> _SET EXERCISE_: Retype the stretch of the data from the line containing "job: provide the outline of every instance of the suit" through the line containing "POLYGON ((462 357, 461", with both of those lines included and every character kept the same.

====== DATA TO USE

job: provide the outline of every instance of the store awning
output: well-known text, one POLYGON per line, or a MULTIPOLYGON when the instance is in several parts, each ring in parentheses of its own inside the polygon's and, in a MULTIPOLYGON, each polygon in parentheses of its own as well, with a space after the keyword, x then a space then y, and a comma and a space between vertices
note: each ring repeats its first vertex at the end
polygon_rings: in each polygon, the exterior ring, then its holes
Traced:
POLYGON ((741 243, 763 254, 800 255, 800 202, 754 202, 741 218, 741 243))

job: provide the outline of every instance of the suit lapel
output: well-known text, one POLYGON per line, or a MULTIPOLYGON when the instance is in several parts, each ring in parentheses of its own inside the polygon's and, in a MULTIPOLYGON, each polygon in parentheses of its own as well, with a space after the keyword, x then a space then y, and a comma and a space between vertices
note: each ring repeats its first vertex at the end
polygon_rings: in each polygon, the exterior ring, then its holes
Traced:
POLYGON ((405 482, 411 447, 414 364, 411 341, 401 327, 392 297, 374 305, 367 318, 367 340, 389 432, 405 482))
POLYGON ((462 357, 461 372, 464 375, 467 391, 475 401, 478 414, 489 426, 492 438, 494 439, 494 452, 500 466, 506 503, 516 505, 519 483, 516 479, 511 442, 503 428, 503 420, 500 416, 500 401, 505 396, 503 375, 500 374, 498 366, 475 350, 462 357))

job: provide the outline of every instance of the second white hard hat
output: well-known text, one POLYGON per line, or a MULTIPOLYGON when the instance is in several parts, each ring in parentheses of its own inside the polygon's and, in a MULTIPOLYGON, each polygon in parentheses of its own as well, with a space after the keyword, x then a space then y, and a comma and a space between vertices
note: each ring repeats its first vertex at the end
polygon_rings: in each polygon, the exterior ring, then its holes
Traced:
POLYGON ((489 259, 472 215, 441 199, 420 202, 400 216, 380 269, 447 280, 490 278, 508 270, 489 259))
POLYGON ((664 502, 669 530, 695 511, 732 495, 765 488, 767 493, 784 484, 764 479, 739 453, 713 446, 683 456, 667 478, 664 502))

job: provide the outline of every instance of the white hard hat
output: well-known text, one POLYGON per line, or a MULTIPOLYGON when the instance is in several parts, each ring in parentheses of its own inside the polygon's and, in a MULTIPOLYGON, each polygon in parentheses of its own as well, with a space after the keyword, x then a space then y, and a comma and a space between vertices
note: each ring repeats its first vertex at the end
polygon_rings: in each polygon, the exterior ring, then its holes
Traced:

============

> _TASK RESPONSE_:
job: provide the outline of every instance of the suit lapel
output: well-known text, one POLYGON per line, or a MULTIPOLYGON when the instance is in several parts, each ring in parentheses of its own inside the polygon's and, in a MULTIPOLYGON, each polygon in parentheses of its own as well, with a space after the keyword, x then a space then y, and a comma and a space between vertices
note: each ring repeats its first vertex at the end
polygon_rings: in each polygon, the exterior ring, then its holes
Traced:
POLYGON ((405 482, 411 447, 414 364, 411 341, 401 327, 392 297, 374 305, 367 318, 367 340, 389 432, 405 482))
POLYGON ((462 357, 461 372, 464 375, 467 391, 475 401, 478 414, 489 426, 492 438, 494 439, 494 452, 500 466, 506 503, 516 505, 519 483, 516 479, 511 442, 503 428, 503 420, 500 416, 500 401, 505 396, 503 375, 500 374, 498 366, 475 350, 462 357))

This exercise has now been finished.